YOUR OBJECTIVE
Please continue the passage below about Dickens's friendships with Maclise and Macready, starting right after its final sentence.

EXCERPT TO READ
++++++

98 KNOWING DICKENS
and gone, after patronizing with suavity the whole population of Broadstairs,
and impressing Tom Collin with a profound conviction that he (F) did the
Ocean a favor when he bathed” (6.506). He and Catherine had their private
jokes as well. In the summer of 1850, as he was writing David Copperfield,
Dickens invited Maclise to join him for two weeks in Paris, on one of their
“vagabond” adventures. Writing home to Catherine, he complained about
Maclise’s dress: “I don’t know what he may have, in a portmanteau like a
Bible; but he certainly don’t put it on, whatever it is. His shirt in front is very
like a pillow-case; and I expect him, at the trois freres presently, to be the
terror and consternation of the assembled guests” (6.117). Having dragged
Maclise to the Paris Morgue, he described his friend’s reaction to “a body
horribly mutilated... It made him so sick, that to my infinite disconcert-
ment, he sat down on a doorstep in the street, for about ten minutes, resting
his cheek (like Juliet) on his hand” (6.120). In matters of fastidiousness and
manliness, he could assure his wife that he was the better man.
The friendship with the older actor Macready was negotiated in more
sentimental terms and elicited some of Dickens’s most sympathetic letters. As
a masterly Shakespearian actor, Macready was what Dickens had once aspired
to be. Ackroyd tells us that Macready’s acting style was the kind Dickens
admired: “he was a master of pathos, remorse, the more bravura aspects of
melodrama” (210). Like Dickens, Macready was tremendously class-conscious:
he resented his chosen profession because it was not gentlemanly enough,
and he was intent on raising the theater from the state of degradation into
which it had fallen. Dickens responded warmly to Macready’s sense of pro-
fessionalism and to his earnest—and tortured—dedication to his art.

++++++

INFORMATION PROVIDED
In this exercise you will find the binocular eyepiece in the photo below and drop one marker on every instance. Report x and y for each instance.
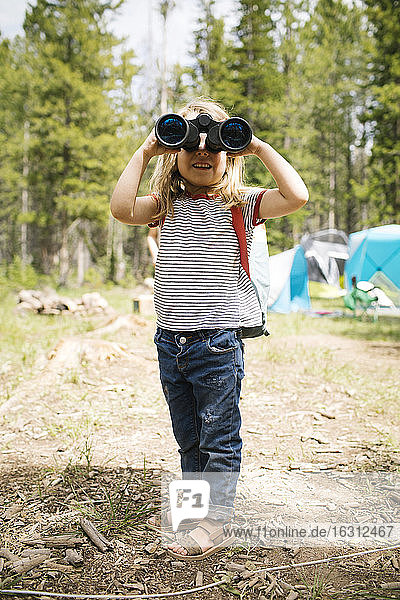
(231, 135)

++++++

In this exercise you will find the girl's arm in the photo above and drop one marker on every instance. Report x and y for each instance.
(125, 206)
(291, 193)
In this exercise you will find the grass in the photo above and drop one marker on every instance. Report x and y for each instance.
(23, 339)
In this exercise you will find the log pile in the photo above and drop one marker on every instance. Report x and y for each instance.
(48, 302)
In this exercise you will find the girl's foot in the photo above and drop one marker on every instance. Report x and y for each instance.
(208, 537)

++++++

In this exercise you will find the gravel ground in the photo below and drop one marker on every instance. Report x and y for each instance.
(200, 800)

++++++

RESULT BELOW
Unlike Forster or Maclise, Macready was also a family man, married to
another Catherine, with whom he had ten children. When Dickens and
Catherine traveled to the United States in 1842, Macready, who had already
been there, advised them not to take their four children and persuaded the
reluctant Catherine by promising to look after them in their parents’ absence.
Dickens later reminded Catherine of this debt when he appealed to her and
Georgina to suppress their irritation with Mrs. Macready’s sister, who was
visiting the Dickens family in Italy. “I should never forgive myself or you,”
he threatened, “if the smallest drop of coldness or misunderstanding were
created between me and Macready, by means so monstrously absurd” (4.215).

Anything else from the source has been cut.